Aim:
Below is a listing to write out in full, exactly as given, without its pictures.

================================

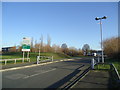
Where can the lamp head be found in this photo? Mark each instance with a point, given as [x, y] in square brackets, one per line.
[104, 17]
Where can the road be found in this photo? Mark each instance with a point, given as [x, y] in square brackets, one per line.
[53, 75]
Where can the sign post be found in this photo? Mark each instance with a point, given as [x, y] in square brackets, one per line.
[26, 46]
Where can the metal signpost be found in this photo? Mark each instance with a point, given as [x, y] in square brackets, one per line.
[26, 46]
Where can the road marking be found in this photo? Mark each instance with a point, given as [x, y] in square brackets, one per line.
[22, 67]
[38, 73]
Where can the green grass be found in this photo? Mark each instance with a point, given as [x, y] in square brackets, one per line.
[33, 56]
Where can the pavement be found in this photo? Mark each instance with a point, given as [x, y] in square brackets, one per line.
[94, 79]
[52, 75]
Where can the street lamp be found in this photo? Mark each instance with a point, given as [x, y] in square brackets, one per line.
[97, 18]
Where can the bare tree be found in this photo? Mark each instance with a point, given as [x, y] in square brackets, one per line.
[111, 47]
[86, 49]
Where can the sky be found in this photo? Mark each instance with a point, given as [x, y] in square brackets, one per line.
[72, 23]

================================

Answer to this task:
Where can the lamp head be found in this photo? Mark each instance with a point, given as [x, y] in square brackets, one per line.
[104, 17]
Where can the road be found in this photo? Mark each instance with a point, given as [x, y] in square brackets, one per line.
[53, 75]
Where can the sign post be found in this photo? Mark each instance with a point, given as [x, y] in square brackets, one per line.
[26, 46]
Where can the metal signpost be found in this photo? Mark each instance with a point, given as [x, y] in square brackets, one per line.
[26, 46]
Where can the road marking be found in this photo? Mark each instance with a point, given as [x, y] in square brackets, one per line.
[22, 67]
[38, 73]
Where can the green grass be found in this photo? Mark each instance with a point, given as [x, y] in square brackets, one per line.
[33, 56]
Where can the pavement be found in this photo? Mark each instance with a point, given as [x, y] in square brackets, one per line.
[94, 79]
[52, 75]
Where can the street lamp be found in this photo? Mark each instance with a point, given as [x, y] in square brackets, one per line.
[97, 18]
Where can the bare tree be found in this photo? Mark each instance with a point, given as [x, y] in square brackets, one per line.
[111, 47]
[86, 49]
Where can the sky be found in this photo? Mark each instance with a point, given as [x, y] in square brackets, one per line.
[72, 23]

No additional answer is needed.